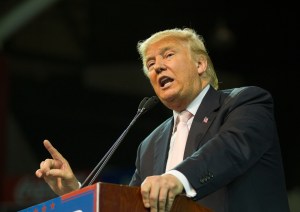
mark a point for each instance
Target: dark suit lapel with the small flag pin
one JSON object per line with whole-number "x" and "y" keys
{"x": 204, "y": 117}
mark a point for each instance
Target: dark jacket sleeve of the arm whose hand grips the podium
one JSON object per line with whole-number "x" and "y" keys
{"x": 240, "y": 136}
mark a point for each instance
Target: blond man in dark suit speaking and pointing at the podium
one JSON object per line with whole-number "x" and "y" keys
{"x": 232, "y": 160}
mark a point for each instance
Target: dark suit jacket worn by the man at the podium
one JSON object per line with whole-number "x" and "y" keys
{"x": 232, "y": 157}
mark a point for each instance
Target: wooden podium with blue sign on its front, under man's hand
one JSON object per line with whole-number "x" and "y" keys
{"x": 108, "y": 197}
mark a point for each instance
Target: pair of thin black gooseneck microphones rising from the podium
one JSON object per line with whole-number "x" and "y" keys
{"x": 145, "y": 105}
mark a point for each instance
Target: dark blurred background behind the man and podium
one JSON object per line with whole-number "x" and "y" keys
{"x": 70, "y": 73}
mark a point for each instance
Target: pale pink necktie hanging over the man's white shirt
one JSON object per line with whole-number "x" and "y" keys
{"x": 177, "y": 149}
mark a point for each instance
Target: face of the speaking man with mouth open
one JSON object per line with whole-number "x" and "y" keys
{"x": 173, "y": 73}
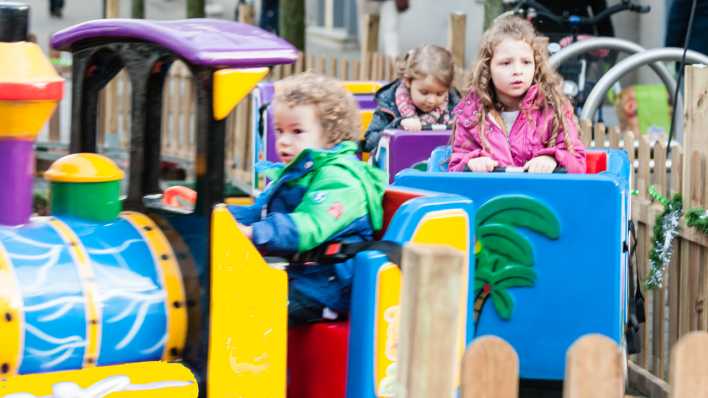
══════════════════════════════
» **Exercise brief**: Look through the listing above and copy each line where the string "jacket" occurs.

» **Answer space**:
Target: dark jacket sleeve of the arm whose hand grips the podium
Target: dark suit jacket worn by the man at the podium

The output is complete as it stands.